Show every line of the records below that contains the string "blade", reproducing each such line in full. Case is significant.

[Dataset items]
▼
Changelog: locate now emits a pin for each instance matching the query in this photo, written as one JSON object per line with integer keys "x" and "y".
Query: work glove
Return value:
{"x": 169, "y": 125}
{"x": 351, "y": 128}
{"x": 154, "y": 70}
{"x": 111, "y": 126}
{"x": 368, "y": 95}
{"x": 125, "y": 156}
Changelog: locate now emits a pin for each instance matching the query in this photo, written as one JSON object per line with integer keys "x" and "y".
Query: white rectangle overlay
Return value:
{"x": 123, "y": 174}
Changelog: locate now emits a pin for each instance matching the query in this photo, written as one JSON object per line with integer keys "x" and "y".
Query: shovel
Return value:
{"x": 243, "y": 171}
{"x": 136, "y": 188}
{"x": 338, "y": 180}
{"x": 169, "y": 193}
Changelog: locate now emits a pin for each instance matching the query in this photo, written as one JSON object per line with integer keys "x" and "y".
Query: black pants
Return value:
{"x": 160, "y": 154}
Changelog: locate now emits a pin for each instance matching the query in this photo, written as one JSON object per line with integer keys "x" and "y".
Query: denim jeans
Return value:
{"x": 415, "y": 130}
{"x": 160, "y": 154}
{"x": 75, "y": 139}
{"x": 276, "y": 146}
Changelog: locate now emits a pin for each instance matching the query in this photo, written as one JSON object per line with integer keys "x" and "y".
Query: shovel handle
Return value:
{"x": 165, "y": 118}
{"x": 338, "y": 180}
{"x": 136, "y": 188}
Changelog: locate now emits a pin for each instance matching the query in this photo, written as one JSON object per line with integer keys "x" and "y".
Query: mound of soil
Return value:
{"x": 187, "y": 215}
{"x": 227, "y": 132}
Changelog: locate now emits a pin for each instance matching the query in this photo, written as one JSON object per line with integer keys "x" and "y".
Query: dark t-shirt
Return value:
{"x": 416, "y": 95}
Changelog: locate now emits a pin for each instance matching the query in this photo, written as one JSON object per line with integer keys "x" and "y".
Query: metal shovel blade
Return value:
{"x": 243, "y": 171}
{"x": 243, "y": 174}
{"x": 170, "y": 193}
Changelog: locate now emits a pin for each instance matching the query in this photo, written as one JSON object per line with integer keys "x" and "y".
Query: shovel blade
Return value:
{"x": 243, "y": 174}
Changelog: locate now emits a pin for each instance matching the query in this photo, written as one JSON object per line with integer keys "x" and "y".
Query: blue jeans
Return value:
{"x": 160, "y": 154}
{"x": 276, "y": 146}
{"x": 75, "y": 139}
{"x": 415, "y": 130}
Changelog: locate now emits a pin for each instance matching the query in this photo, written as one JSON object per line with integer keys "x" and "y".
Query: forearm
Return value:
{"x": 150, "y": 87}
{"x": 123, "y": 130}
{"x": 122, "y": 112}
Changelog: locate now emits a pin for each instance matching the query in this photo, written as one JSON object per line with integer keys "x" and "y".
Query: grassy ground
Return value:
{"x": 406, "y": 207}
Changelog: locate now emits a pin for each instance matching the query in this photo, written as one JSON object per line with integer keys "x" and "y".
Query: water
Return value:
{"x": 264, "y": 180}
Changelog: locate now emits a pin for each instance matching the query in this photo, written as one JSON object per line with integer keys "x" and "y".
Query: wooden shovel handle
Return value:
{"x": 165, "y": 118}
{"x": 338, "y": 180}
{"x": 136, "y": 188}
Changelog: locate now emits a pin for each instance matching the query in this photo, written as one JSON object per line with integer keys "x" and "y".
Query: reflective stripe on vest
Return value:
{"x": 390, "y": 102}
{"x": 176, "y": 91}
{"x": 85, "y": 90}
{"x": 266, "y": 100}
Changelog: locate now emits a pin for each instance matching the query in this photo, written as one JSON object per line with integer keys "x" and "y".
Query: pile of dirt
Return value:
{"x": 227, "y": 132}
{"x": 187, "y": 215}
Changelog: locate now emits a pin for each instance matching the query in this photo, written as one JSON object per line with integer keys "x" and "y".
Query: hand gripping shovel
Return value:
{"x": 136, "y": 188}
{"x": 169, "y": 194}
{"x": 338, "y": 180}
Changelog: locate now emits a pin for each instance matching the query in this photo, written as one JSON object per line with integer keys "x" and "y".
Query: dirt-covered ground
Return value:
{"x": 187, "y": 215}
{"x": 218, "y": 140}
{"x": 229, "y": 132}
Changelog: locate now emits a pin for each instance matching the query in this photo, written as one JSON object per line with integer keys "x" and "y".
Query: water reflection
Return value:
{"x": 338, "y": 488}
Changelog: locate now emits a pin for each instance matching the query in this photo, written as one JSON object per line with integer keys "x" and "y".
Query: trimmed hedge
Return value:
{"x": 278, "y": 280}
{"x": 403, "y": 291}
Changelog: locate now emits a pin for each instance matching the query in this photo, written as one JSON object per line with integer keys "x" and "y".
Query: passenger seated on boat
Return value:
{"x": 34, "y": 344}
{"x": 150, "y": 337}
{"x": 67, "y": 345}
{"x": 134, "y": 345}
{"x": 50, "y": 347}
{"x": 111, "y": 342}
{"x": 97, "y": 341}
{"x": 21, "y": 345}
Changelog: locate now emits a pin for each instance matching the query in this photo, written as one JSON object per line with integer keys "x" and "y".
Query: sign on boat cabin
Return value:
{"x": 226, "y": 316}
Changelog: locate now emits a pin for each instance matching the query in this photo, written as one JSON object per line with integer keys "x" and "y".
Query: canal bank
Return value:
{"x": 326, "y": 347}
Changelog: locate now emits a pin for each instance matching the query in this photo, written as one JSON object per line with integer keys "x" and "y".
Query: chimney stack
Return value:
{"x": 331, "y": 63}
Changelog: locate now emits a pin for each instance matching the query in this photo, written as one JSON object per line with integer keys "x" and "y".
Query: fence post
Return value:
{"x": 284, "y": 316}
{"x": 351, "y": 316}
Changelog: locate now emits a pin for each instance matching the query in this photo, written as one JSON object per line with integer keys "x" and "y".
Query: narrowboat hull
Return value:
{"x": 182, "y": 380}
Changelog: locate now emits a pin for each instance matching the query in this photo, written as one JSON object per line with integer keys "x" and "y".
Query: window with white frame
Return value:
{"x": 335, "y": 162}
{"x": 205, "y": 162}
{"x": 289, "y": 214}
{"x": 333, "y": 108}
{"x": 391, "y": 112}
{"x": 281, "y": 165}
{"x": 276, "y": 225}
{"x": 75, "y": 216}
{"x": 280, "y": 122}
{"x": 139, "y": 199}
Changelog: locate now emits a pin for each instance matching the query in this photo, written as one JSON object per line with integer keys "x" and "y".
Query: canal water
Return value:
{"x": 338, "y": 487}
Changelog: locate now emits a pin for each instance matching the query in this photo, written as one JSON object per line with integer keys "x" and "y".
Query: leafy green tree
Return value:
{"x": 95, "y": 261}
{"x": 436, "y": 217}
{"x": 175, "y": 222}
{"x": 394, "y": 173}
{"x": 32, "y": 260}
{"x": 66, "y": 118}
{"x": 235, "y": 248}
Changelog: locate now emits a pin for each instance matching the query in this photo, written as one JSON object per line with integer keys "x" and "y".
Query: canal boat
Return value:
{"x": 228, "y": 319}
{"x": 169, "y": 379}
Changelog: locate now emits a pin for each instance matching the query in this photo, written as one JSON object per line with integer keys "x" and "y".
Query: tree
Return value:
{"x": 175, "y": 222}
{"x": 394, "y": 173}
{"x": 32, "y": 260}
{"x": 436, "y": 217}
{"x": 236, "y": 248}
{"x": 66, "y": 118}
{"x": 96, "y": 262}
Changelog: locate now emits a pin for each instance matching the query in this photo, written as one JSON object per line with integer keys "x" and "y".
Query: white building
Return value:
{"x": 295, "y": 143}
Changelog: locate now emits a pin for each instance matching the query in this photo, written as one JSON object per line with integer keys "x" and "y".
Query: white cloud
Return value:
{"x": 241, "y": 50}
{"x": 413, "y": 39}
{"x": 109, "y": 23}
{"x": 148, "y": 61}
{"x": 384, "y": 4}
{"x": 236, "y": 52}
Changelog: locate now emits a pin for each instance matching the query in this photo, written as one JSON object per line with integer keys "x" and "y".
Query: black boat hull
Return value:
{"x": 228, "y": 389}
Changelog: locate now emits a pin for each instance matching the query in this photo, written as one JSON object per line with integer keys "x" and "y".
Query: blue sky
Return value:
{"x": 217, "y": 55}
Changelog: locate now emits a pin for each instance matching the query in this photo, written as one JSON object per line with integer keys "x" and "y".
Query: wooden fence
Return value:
▲
> TASK RESPONSE:
Query: metal shovel blade
Query: shovel blade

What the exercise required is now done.